**DATA TO USE:**
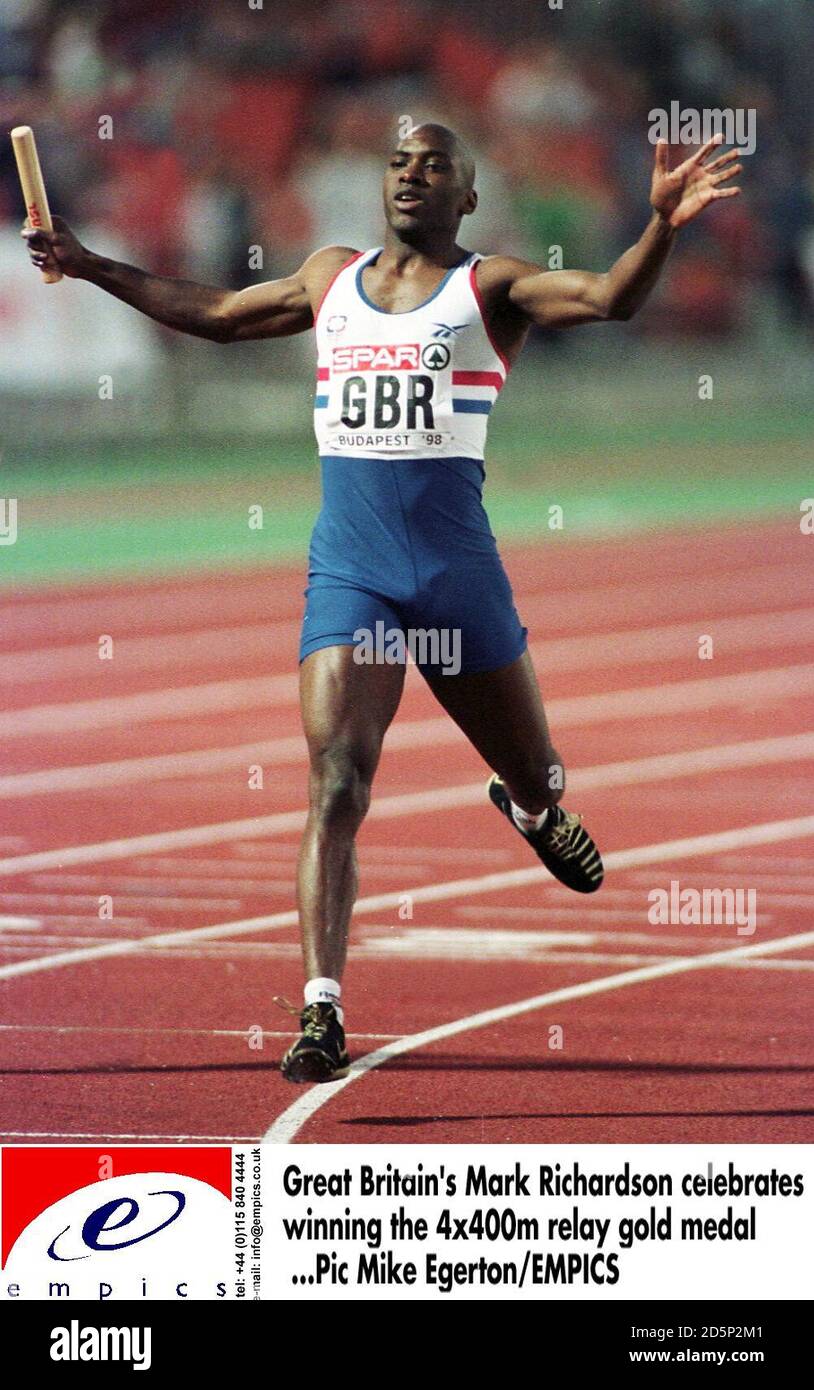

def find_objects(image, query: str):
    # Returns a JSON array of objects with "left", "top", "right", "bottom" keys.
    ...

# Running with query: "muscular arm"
[
  {"left": 482, "top": 135, "right": 743, "bottom": 340},
  {"left": 22, "top": 217, "right": 355, "bottom": 342},
  {"left": 507, "top": 212, "right": 676, "bottom": 328},
  {"left": 81, "top": 255, "right": 318, "bottom": 341}
]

**WHAT TO PRODUCE:** Strip out the pictures and reproduce the remaining material above exactly.

**EXERCISE RESULT:**
def find_objects(image, query: str):
    # Returns a JSON array of objects with "left", "top", "right", "bottom" keys.
    ...

# Running with query: "muscular arm"
[
  {"left": 482, "top": 135, "right": 743, "bottom": 340},
  {"left": 22, "top": 217, "right": 355, "bottom": 342},
  {"left": 507, "top": 212, "right": 676, "bottom": 328},
  {"left": 81, "top": 255, "right": 318, "bottom": 341}
]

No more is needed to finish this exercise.